Required work
How many lines in the data below contain the string "part", with case counting? Reply with the number alone.

— start Records to process —

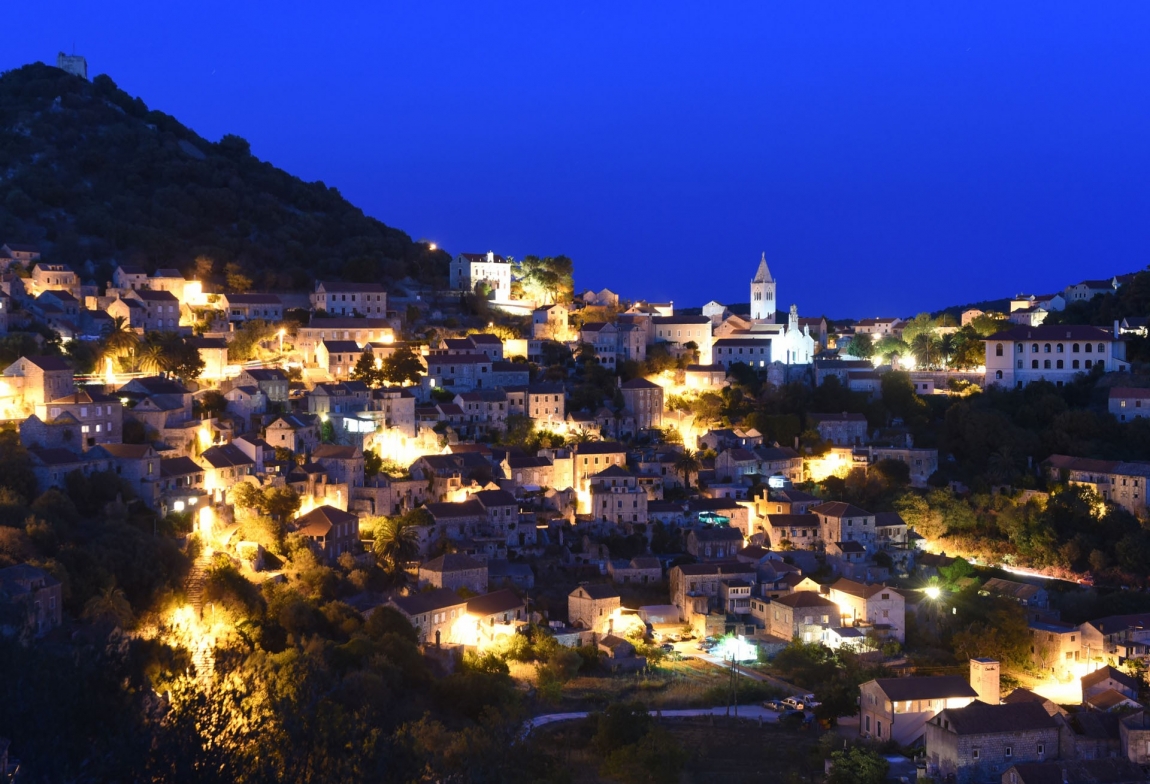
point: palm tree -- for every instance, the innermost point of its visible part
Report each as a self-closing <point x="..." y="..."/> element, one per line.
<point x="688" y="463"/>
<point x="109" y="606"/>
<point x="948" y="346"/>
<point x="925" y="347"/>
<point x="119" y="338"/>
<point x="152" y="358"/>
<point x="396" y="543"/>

— end Records to process —
— start Records to process —

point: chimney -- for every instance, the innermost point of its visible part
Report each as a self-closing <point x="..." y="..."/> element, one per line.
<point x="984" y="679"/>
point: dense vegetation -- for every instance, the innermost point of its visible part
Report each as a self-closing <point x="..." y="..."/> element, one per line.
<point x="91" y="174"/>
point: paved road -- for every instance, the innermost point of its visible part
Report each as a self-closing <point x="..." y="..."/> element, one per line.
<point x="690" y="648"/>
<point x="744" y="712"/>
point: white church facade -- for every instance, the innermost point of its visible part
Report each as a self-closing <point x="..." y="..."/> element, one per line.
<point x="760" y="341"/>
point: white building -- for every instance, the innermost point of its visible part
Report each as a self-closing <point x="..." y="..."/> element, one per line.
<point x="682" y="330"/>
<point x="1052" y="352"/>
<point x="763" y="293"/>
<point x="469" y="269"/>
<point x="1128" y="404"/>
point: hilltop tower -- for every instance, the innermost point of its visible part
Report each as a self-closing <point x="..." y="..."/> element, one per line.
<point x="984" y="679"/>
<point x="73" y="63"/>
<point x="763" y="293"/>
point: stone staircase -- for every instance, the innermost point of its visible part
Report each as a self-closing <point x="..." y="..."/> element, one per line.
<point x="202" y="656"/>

— end Records to process —

Reply
8